Records for processing -
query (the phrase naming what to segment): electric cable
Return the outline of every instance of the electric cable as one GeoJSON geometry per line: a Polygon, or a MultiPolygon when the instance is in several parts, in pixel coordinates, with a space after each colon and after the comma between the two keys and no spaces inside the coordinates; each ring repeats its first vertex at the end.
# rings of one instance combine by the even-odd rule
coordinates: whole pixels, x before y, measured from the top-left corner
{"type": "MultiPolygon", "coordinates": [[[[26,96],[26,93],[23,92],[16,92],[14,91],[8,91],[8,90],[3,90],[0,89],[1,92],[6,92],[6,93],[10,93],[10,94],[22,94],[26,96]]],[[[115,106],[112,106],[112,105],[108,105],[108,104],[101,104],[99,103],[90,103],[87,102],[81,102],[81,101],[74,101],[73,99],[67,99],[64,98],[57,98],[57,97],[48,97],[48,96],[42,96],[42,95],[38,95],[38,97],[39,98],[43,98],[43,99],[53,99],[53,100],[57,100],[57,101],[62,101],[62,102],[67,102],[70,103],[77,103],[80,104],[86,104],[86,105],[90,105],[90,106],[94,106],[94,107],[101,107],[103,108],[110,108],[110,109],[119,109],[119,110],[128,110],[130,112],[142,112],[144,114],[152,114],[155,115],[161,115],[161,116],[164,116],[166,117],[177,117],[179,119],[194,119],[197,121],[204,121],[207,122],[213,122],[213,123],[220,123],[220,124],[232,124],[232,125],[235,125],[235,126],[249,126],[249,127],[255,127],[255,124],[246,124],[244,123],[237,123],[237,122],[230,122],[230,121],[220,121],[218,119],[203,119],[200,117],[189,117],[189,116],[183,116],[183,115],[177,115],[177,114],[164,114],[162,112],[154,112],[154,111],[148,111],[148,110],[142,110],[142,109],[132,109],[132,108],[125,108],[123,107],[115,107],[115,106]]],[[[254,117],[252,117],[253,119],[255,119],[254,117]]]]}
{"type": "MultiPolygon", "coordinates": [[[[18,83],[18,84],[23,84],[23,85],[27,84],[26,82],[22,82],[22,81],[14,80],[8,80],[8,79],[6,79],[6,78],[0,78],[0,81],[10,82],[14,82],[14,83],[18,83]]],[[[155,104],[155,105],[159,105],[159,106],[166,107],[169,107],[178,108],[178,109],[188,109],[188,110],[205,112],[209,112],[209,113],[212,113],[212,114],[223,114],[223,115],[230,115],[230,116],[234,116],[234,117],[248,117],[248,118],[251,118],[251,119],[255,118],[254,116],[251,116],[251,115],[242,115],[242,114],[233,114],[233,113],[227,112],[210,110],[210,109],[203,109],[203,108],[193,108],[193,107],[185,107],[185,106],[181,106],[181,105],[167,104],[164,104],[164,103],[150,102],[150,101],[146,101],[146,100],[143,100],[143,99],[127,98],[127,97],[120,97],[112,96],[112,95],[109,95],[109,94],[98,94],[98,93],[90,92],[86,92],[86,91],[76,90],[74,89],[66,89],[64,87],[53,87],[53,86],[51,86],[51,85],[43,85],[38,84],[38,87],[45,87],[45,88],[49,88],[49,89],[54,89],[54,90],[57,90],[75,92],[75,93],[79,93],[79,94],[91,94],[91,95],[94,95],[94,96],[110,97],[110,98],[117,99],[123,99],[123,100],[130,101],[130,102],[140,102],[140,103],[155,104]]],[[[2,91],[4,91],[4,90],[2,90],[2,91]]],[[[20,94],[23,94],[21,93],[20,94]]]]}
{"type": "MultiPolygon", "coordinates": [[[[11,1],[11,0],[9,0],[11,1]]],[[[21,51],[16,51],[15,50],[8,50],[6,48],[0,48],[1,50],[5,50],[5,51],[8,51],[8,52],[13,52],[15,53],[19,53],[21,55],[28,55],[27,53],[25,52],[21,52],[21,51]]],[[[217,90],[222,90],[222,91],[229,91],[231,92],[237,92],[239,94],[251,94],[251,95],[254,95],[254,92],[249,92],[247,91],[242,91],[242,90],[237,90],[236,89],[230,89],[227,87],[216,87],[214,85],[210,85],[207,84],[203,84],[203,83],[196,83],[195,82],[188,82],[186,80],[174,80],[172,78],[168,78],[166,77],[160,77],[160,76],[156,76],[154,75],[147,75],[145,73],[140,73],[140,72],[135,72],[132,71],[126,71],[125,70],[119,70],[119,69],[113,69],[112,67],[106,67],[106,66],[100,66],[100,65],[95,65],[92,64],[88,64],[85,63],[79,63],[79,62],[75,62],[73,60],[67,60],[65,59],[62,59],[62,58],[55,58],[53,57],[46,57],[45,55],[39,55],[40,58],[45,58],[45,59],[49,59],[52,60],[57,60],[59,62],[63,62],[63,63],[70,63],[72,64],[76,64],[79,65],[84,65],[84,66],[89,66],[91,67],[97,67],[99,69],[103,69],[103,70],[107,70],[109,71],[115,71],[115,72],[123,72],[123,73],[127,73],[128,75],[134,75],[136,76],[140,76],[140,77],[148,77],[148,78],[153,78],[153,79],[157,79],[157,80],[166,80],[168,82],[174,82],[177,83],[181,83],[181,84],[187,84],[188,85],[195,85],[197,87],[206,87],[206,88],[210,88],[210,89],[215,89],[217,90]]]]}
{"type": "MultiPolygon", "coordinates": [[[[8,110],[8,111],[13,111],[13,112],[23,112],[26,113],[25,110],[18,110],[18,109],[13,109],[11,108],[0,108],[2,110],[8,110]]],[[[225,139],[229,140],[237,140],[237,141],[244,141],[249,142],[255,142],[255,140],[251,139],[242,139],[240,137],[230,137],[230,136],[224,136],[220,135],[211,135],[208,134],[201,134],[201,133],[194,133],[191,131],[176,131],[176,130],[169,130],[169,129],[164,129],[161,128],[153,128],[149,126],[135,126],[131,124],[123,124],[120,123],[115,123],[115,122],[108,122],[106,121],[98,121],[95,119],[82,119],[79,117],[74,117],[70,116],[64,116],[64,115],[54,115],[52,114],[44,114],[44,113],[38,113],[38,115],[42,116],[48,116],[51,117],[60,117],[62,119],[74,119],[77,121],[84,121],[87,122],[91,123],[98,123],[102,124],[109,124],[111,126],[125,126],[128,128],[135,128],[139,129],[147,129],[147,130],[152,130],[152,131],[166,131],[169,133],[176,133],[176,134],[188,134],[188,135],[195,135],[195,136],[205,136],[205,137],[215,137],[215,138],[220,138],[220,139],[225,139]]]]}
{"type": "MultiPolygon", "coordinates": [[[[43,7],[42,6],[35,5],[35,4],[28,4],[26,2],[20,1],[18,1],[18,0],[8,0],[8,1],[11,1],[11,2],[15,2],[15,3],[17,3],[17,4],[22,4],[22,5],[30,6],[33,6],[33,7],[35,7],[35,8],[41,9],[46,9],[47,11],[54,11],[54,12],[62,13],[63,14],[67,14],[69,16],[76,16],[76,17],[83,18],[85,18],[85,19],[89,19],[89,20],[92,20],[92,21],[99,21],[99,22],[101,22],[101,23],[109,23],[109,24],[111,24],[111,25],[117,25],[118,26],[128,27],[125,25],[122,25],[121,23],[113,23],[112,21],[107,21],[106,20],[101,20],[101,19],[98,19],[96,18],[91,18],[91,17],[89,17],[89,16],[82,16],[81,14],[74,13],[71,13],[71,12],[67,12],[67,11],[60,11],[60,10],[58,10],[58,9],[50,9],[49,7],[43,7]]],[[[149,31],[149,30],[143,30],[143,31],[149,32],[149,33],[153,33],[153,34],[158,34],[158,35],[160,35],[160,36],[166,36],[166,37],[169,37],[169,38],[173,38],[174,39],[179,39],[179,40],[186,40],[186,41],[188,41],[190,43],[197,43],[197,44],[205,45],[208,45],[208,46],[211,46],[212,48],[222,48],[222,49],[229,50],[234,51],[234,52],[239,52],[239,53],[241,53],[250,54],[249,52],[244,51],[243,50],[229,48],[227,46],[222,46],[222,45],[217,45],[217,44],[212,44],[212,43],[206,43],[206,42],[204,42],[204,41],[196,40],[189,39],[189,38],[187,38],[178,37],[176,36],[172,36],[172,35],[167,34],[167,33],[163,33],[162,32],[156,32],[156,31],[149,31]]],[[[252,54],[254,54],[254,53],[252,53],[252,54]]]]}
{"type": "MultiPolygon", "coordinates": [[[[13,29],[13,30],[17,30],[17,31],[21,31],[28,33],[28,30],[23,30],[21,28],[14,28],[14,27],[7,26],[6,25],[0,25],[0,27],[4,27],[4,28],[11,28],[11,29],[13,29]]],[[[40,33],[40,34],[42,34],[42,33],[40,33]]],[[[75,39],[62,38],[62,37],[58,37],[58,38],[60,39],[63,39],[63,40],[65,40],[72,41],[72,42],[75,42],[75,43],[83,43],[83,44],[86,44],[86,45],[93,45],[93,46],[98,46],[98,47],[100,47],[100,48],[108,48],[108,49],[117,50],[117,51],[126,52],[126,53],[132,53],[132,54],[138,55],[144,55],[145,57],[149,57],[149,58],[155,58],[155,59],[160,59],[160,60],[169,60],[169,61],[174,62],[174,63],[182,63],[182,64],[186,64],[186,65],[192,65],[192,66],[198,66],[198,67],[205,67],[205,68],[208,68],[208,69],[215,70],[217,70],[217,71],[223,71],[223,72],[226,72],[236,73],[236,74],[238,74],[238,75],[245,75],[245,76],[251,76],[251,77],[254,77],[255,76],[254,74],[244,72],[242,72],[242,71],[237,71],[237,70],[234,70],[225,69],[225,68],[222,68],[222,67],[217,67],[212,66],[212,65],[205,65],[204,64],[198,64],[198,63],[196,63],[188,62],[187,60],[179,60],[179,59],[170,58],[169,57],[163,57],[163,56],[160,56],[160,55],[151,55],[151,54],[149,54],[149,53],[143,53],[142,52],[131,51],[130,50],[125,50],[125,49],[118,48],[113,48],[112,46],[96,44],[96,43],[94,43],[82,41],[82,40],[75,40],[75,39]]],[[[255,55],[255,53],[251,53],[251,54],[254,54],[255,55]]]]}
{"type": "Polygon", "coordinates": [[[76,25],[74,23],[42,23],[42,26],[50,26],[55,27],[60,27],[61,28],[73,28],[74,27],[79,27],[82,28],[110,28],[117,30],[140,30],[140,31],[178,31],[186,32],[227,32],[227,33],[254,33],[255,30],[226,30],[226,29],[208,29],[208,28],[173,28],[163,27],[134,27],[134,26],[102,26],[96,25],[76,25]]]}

What the exercise asks -
Write out the listing from its first line up to and including the line with "coordinates: whole pixels, x", character for character.

Answer to the task -
query (the phrase naming what to segment): electric cable
Return the outline of every instance of the electric cable as one GeoJSON geometry per line: a Polygon, or a MultiPolygon when the instance is in several parts, in pixel coordinates, with a space after each colon and after the comma between the two keys and no spaces inside the coordinates; each ring repeats its first vertex at the end.
# rings of one instance combine by the even-odd rule
coordinates: whole pixels, x before y, measured from the top-left corner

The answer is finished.